[Extracted entries — start]

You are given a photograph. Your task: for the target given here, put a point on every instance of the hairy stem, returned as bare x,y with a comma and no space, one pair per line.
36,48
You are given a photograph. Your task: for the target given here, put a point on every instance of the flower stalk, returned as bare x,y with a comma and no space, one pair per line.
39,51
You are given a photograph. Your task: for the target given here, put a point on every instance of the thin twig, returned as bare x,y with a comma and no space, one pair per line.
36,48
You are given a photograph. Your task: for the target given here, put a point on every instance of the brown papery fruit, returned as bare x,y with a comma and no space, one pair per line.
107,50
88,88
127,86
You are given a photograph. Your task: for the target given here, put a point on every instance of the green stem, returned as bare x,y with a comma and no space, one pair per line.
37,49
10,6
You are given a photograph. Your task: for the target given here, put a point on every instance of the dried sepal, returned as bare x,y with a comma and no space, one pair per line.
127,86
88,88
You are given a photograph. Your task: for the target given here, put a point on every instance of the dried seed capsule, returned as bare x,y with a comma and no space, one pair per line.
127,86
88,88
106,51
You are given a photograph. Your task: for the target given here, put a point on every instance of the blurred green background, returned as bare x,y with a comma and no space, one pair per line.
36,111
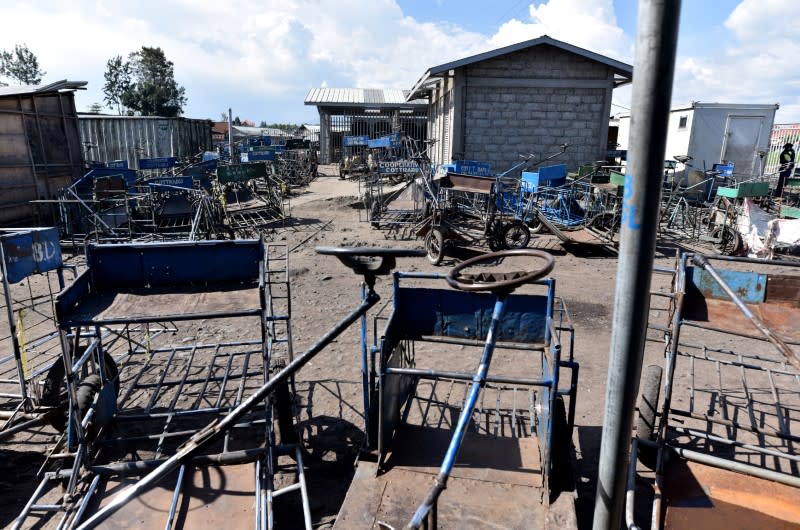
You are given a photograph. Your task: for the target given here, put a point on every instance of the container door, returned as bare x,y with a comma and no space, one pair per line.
742,135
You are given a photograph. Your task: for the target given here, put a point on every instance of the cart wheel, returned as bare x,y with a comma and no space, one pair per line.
730,241
54,391
646,420
536,225
516,235
434,245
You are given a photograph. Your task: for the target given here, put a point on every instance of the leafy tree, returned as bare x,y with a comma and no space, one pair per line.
21,65
144,84
118,83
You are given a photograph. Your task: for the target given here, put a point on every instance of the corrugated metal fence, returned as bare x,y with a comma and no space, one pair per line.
130,138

[Extracted entries — finish]

§ Assignment
All of the records should be set down exactly, minus the pictures they hold.

§ Written response
You are given a photograph. Your task: for the target given here, put a point on every instance of the hairy stem, returned as bare x,y with a comma and no space, one pair per line.
36,48
You are given a photograph. Your task: for the target given here, put a point on every instance of the flower stalk, returned as bare x,y with a comma and no space, one pair per line.
39,51
You are given a photograph. Your task: for the target given here, put a point on every instance of the thin twig, returned as bare x,y with a comma and no space, one pair per line.
36,48
You are given a photograph. Your task: for the target given here, put a point on every instance of the brown papery fruit, returned as bare x,y with a comma and no space, one pair per line.
107,50
88,88
127,86
You are given a photograph. Your task: for the target given here, put a point on every instance of the green stem, returned as bare x,y with a comma and no space, one pair per line.
37,49
10,6
You are given a photograph. Your task: for the target given here, put a point on every instance of the dried sepal, returned as bare x,y with a comma and no space, one pair per line.
127,86
88,88
You are given a photograph. Your task: for the target given here, put a point on every instance of the dried seed capsule, returned as bare x,y with a comma and no space, one pair per line.
127,86
88,88
106,51
You are given a photograph. Your task: for the target given here, put a point on every instance of the blurred green background, returned as bare x,y with a comma and no space, one pair per line.
36,111
You are given a photograph. Your task: for the target given here, put a point on every instance of the container door, returned as bare x,y with a comma and no space, one pair per line.
742,135
You are given a photograph. Your task: for the target given here, put a point on every instance of the cart wheel, returned as bare x,y with a comma and no space, one pair per line.
730,241
54,391
646,420
536,225
516,235
434,245
You are given a photograph. Your task: for the target given here, put a point on every instance of the leafy tree, returned as bare x,y with a comma and no space, one pair per line.
21,65
144,84
118,83
You are given a photograph. Your task: for the target given here, put a point on every instance of the corrugated metal fence, returned as bare x,y with a comma and no space, one pair per line.
130,138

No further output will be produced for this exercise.